▸ Exercise goal
Copy every line of the entries below character for character, changing nothing.

▸ Extracted records

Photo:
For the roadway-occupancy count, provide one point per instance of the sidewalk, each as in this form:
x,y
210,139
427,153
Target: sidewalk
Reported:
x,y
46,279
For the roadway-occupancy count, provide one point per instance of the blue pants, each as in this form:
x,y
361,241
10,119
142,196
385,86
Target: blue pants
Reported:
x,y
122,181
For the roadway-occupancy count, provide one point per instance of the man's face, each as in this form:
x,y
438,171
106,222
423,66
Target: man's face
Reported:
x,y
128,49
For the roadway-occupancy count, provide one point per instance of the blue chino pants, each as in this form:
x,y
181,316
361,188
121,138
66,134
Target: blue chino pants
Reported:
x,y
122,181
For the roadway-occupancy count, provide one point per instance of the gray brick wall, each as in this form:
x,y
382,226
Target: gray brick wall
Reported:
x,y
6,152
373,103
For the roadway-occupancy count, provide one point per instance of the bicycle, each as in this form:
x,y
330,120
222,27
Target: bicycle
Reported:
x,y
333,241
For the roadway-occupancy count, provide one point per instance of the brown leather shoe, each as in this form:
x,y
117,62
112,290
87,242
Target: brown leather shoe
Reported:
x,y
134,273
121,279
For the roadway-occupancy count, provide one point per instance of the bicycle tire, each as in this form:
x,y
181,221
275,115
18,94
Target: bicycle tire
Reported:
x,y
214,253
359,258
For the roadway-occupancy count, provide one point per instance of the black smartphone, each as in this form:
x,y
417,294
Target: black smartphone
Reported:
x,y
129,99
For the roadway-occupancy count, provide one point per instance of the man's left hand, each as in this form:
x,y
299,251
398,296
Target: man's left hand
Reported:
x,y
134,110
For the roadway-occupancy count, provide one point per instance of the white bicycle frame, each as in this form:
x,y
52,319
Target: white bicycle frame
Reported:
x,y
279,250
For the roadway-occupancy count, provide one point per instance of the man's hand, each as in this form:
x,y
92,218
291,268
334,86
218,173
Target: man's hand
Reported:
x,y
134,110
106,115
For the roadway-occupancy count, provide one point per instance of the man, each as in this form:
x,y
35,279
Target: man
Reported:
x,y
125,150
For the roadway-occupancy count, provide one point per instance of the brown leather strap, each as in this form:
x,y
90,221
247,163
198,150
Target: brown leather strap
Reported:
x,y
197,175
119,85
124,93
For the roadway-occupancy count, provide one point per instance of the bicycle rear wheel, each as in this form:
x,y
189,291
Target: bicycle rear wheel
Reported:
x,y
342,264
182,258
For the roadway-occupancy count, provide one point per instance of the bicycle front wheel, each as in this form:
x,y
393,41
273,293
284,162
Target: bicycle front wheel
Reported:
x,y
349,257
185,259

▸ Solution for this problem
Photo:
For the roadway-occupancy count, provide one point per instance of the sidewalk, each as in this form:
x,y
210,139
427,153
Target: sidewalk
Reported:
x,y
46,279
For the roadway-occupancy count, provide one point per instance of the blue pants, each as in this form:
x,y
361,241
10,119
142,196
385,86
Target: blue pants
Reported:
x,y
122,181
For the roadway-occupancy count, provide one point per instance of the man's face, each as in this form:
x,y
438,171
106,222
423,66
Target: man's face
Reported:
x,y
128,49
For the roadway-occupancy count, provide one point per instance of the blue chino pants, each as in this form:
x,y
181,316
361,188
121,138
66,134
Target: blue chino pants
Reported:
x,y
122,181
For the roadway-occupancy count, provide one point per instance of the gray brick wall, each as in this form:
x,y
382,226
Target: gray brick wall
Reported:
x,y
6,152
373,103
For the roadway-occupancy count, provide one point per instance of the bicycle, each as in this form:
x,y
330,120
222,27
Target: bicycle
Reported:
x,y
333,241
For the roadway-occupancy count, provide one point per instance of the brown leather shoe, each as in this form:
x,y
117,62
112,290
87,242
Target: brown leather shoe
Reported:
x,y
134,273
121,279
For the roadway-occupancy count, provide one point per instance of the bicycle tire, each as in this form:
x,y
181,221
275,115
18,94
Target: bicycle tire
Reported:
x,y
214,253
359,258
For the roadway-occupancy count, provide one point per instance of the black smartphone, each as in this form:
x,y
417,294
Target: black smartphone
Reported:
x,y
129,99
For the roadway-occupancy count, provide one point per instance of the man's left hand, each as in this form:
x,y
299,251
398,296
Target: man's left hand
Reported:
x,y
134,110
For the roadway-occupancy count, provide one point per instance of the white bicycle frame, each as in this form:
x,y
52,319
Target: white bicycle frame
Reported:
x,y
279,250
For the roadway-occupancy count, provide one point per instance of the man's hand, each as in this form:
x,y
92,218
291,268
334,86
218,173
Target: man's hand
Reported:
x,y
134,110
106,115
For the roadway-occupancy count, provide one point per instance of the man, each as in this form:
x,y
35,279
Target: man
Reported:
x,y
125,150
For the roadway-occupancy count, provide one point per instance of the brown leather strap, each as in this form:
x,y
90,221
247,163
198,150
Target: brown leather strap
Reported:
x,y
197,175
119,85
124,93
For the roadway-occupancy count, provide one point per instance of the bicycle rear wheel, each as in this form:
x,y
189,291
Target: bicycle rear wheel
Reported:
x,y
342,264
182,258
For the roadway-occupancy count, provide one point per instance of the bicycle front wheel, each as in this form:
x,y
393,41
273,293
284,162
Target: bicycle front wheel
Reported:
x,y
349,257
185,259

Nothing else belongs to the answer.